***** Source text

Until relatively recently, the majority of studies on the effects of probiotics on the microbiome have been done on rodent models. However, more recently one study in humans demonstrated that consumption of a fermented milk product containing a combination of probiotics (Bifidobacterium animalis, Streptococcus thermophilus, Lactobacillus bulgaricus, and Lactococcus lactis) actually modulated brain activity (Tillisch et al. 2013). In this study, social anxiety was measured after 4 weeks of eating this fermented food. What was found was " … a reduction in brain activity in a network of areas, including sensory, prefrontal, and limbic regions, while processing negative emotional faces" (Hilimire et al. 2015). In other words, the participants had less reactivity to negative social stimuli after regular ingestion of probiotics than they had done before. Furthermore, a control group that ingested a nonfermented milk product showed no such changes in brain activity. This suggests that the probiotics in the fermented milk were responsible for the modulation in brain activity that reduced social anxiety. Hence, probiotics could possibly be used as a low-risk intervention for the treatment of anxiety (Hilimire et al. 2015).
   
We also have data suggesting that the anxiety often associated with chronic fatigue syndrome can be mediated by the ingestion of probiotics. Measurements on the Beck Anxiety Inventory starkly decreased after regular consumption of Lactobacillus casei. Similarly, in a double-blind, placebo-controlled trial, the effects of L. helveticus and B. longum were measured on healthy participants. At the end of 30 days of consuming these beneficial bugs, participants reported substantially less psychological distress (Zhou & Foster 2015). Another study of the same caliber demonstrated that prebiotics or "trans-galactooligosaccharide[s], which promote the growth of indigenous beneficial gut bacteria such as Lactobacilli, resulted in decreased scores on the anxiety subscale of the Hospital Depression and Anxiety Scale (HADS-A) in patients with irritable bowel syndrome" (Hilimire et al. 2015). Cumulatively, these evidences support the idea that mood is regulated, at least in part, by gut bugs.
   
It is quite possible that one day, instead of going to the doctor and getting a prescription drug for anxiety or depression, psychiatric patients may very well receive "psychomicrobiotics" instead (Fond et al. 2015). These individually targeted psychotropic microbes would be aimed to work through the GBA to relieve symptoms of a mood disorder. With the use of stool testing, it is indeed possible that a snapshot of an individual's unique microbiome could be assessed and subsequently assigned the appropriate psychomicrobiotics. Manipulating the microflora to combat microbial dysbiosis in psychiatric patients can be done through the use of probiotic or prebiotic supplementation and/or by fecal microbial transplant. The addition of beneficial bacteria can "influence end-points related to mood state (glycemic control, oxidative status, uremic toxins), brain function (functional magnetic resonance imaging fMRI), and mental outlook (depression, anxiety)" (Bercik et al. 2014). In sum, as the field of gastrobiological psychiatry grows, we see the increasing relevance of the GM as an access point from which to therapeutically direct the proceedings of the GBA and correct a disturbance in mood.
   
Finally, while this article has focused on the role of the GM in mood disorders, it is important to remember that anxiety and depression are complex, multifaceted issues with numerous possible etiological factors. That being said, given the substantial evidence that the GM works through the GBA to either catalyze or ameliorate mood disorders, it is imperative that clinicians thoroughly investigate this mechanism as a possible contributor to their patients' disease, as well as a potential pathway to their long-term healing and recovery.

**********

In the probiotics text, after how many weeks of eating the fermented food was social anxiety measured?

***** Given information

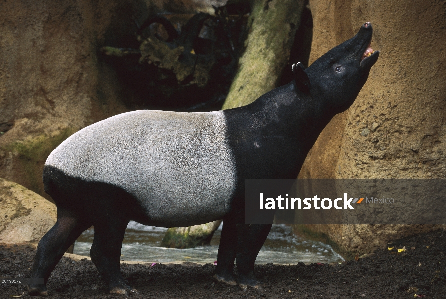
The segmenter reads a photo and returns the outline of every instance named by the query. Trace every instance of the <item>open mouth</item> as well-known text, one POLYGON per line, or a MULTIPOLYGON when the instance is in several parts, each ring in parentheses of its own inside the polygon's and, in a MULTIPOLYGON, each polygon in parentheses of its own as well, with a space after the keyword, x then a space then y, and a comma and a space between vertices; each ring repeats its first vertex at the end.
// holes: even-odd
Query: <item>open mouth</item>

**********

* **Solution**
After 4 weeks.